EXERCISE GOAL
Would you set down every entry again, exactly as written?
↓↓↓
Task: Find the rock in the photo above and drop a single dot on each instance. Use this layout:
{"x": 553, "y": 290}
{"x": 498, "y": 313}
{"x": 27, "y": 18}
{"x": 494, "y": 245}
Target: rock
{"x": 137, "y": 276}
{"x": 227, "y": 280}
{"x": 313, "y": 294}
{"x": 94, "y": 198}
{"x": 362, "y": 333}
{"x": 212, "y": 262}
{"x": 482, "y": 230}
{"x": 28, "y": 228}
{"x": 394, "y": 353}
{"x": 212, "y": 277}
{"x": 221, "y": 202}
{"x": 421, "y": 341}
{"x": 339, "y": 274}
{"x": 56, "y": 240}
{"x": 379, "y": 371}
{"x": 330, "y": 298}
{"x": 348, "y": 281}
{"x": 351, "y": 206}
↑↑↑
THE COMPLETED TASK
Task: Find the rock in the photo above and drop a single dot on each instance. Use this layout:
{"x": 553, "y": 290}
{"x": 498, "y": 313}
{"x": 27, "y": 18}
{"x": 494, "y": 245}
Target: rock
{"x": 137, "y": 276}
{"x": 227, "y": 280}
{"x": 313, "y": 294}
{"x": 94, "y": 198}
{"x": 362, "y": 333}
{"x": 212, "y": 262}
{"x": 482, "y": 230}
{"x": 28, "y": 228}
{"x": 394, "y": 353}
{"x": 212, "y": 277}
{"x": 221, "y": 202}
{"x": 421, "y": 341}
{"x": 339, "y": 274}
{"x": 56, "y": 240}
{"x": 379, "y": 371}
{"x": 330, "y": 298}
{"x": 348, "y": 281}
{"x": 351, "y": 206}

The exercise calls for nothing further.